§ ACTIVITIES:
[1] Decide whether each statement agrees with the excerpt on decision-ready evidence, answering yes or no and quoting the words of the excerpt that settle it. (a) The excerpt says everyone knows 90% of projects will fail. (b) The excerpt says late failures come after months of effort. (c) The excerpt says the best experiment is always the one that moves a program forward.
[2] Continue the excerpt on decision-ready evidence, picking up right after its final sentence.

§ SELECTED EXCERPT:
== Segment start ==

So, teams do their jobs with discipline and rigor. They hit milestones, generate data, and advance programs. Everyone knows 90% of projects will fail, but this one has shown activity in the assay, has a plausible mechanism, and has momentum. The data might not be perfect, but it’s good enough to keep going.

Until it isn’t. And the failure comes late, after years of effort and hundreds of millions spent.

Of course, failure is how science advances. But many of these failures were avoidable earlier. Hard-working teams just didn’t have data that would let them make the call with confidence when it mattered most, before massive resources were committed.

What decision-ready evidence looks like

The best experiment isn’t always the one that moves your program forward—it’s the one that tells you when to stop.

Think of it as taking a stepladder to look over a thick hedge rather than hacking through it with an axe. You might not learn everything about what’s inside it, but you’ll know much faster whether there’s anything worth pursuing on the other side.

== Segment end ==

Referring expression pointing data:
== Segment start ==

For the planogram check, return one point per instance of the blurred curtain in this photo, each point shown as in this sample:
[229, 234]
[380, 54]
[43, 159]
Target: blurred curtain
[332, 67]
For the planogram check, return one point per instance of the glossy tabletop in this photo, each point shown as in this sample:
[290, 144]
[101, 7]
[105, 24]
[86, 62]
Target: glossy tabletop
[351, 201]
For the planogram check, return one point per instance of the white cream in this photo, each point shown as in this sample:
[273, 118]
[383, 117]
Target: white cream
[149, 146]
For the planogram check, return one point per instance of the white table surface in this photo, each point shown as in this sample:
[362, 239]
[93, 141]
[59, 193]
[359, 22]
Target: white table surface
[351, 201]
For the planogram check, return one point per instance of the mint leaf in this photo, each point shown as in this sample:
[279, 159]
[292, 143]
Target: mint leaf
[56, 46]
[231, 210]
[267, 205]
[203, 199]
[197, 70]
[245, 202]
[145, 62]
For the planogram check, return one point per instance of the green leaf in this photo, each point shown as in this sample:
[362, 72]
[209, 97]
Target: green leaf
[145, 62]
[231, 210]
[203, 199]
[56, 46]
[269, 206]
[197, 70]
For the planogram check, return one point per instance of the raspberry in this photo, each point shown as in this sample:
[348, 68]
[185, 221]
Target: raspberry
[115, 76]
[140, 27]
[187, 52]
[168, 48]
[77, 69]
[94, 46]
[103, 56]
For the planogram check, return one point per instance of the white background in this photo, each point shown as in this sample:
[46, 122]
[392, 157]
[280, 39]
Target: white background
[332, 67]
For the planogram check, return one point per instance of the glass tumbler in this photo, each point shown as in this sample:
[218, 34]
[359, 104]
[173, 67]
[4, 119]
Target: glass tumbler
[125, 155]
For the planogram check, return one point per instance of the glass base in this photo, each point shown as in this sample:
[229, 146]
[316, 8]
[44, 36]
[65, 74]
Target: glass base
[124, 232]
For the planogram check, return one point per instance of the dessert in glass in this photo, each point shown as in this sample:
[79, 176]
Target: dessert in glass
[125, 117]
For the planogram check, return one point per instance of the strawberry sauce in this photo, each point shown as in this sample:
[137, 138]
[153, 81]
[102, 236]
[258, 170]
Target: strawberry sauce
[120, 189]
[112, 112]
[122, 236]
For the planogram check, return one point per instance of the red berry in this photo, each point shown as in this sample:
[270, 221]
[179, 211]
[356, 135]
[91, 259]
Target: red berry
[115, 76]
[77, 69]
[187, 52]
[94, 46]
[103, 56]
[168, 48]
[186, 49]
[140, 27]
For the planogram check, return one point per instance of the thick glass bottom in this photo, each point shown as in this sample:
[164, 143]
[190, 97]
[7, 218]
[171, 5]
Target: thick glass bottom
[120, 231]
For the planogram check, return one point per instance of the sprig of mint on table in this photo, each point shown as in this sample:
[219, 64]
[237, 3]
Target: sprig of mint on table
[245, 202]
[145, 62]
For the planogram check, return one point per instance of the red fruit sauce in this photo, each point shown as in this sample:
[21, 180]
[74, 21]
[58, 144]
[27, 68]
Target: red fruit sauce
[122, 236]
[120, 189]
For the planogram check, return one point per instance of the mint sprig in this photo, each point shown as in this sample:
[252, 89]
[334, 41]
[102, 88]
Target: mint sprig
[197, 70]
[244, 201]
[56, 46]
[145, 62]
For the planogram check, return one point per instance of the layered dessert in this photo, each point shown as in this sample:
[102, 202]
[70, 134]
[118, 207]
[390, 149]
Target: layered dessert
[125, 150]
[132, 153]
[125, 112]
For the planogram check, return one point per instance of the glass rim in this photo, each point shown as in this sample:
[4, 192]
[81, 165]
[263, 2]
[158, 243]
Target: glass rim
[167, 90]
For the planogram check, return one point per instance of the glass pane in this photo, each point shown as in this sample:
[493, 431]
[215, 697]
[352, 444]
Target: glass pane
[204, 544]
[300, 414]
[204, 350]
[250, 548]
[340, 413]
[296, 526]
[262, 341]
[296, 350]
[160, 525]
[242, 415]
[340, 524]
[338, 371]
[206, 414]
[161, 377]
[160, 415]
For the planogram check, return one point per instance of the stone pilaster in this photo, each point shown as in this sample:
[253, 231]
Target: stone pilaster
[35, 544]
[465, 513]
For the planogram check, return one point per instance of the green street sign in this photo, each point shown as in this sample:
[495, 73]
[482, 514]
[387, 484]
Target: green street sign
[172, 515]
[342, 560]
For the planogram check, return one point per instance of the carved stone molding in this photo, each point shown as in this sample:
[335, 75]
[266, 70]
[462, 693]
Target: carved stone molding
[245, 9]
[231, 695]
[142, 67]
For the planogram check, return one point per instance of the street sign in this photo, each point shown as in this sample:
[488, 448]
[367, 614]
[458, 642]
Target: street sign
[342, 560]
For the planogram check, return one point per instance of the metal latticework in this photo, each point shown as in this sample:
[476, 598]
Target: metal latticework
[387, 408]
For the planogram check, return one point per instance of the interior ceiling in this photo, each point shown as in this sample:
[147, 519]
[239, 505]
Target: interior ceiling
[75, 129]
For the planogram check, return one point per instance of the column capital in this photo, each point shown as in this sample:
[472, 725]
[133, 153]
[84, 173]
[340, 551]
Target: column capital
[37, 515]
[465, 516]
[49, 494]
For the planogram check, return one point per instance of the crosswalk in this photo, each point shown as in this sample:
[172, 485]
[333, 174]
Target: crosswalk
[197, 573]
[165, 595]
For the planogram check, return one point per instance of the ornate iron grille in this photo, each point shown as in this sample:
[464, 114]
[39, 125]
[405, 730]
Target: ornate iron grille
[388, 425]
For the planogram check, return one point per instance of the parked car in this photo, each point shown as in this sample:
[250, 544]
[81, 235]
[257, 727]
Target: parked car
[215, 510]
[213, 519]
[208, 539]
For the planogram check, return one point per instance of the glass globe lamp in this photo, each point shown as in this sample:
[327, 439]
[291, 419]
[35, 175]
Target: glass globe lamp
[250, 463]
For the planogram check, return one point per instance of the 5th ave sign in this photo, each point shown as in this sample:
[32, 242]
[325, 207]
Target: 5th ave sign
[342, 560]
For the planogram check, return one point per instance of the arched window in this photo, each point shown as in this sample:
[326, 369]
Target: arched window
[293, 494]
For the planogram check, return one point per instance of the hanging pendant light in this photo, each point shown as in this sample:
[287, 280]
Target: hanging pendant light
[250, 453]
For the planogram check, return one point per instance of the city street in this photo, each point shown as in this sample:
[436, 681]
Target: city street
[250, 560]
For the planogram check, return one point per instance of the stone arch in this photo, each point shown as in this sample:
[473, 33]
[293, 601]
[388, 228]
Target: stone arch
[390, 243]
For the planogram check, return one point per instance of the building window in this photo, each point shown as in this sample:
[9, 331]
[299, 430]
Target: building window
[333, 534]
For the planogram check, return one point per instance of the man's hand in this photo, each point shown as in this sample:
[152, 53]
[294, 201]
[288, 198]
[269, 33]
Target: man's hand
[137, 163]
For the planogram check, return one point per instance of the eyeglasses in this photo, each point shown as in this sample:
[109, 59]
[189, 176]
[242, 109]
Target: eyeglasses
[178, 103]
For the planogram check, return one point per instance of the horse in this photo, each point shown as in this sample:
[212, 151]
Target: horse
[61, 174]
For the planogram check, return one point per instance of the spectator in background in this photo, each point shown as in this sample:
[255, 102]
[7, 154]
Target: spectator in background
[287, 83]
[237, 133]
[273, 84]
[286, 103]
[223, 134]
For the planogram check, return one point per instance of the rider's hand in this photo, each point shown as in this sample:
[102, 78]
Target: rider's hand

== Segment end ==

§ RESPONSES BY TASK:
[1]
(a) Yes: "Everyone knows 90% of projects will fail"
(b) No: "after years of effort and hundreds of millions spent"
(c) No: "The best experiment isn’t always the one that moves your program forward—it’s the one that tells you when to stop."

[2]
The pharmaceutical industry has been built on a model of going through the hedge, but the resource cost and timelines are increasingly untenable. So, what would an alternative, evidence-driven discovery model look like?

Evidence-driven discovery requires a hierarchy of questions. Before optimizing potency or selectivity, can you prove that engaging this target in this context produces therapeutically relevant effects? Not in an abstract system, but in actual disease biology.

This is about front-loading proof of concept before investing in optimization. Measure the initiating molecular interaction early, free from tags or unnatural expression control, in cells and tissues that approximate disease.

It also requires new frameworks for proof of target engagement. We’re seeing this with technologies that measure binding in native cellular contexts, patient-derived models, and translational designs that test hypotheses much earlier in preclinical development. The goal isn’t replacing traditional assays, but knowing which programs deserve that investment.

Ultimately, the win comes from making the right decision at each stage, even when that decision is to stop.

The path forward

Successful programs will establish coherent lines of evidence from initial target engagement through preclinical models to human proof of concept—and they will do it fast enough to fail early when evidence doesn’t align.

This means rigorously testing hypotheses in the real biological context of disease before perfecting molecules or committing billions of dollars.

Some will argue this is unrealistic—that you need optimized compounds, and that shortcuts lead to false negatives killing promising programs. These concerns aren’t wrong; they’re just insufficient when the old model demonstrably isn’t working.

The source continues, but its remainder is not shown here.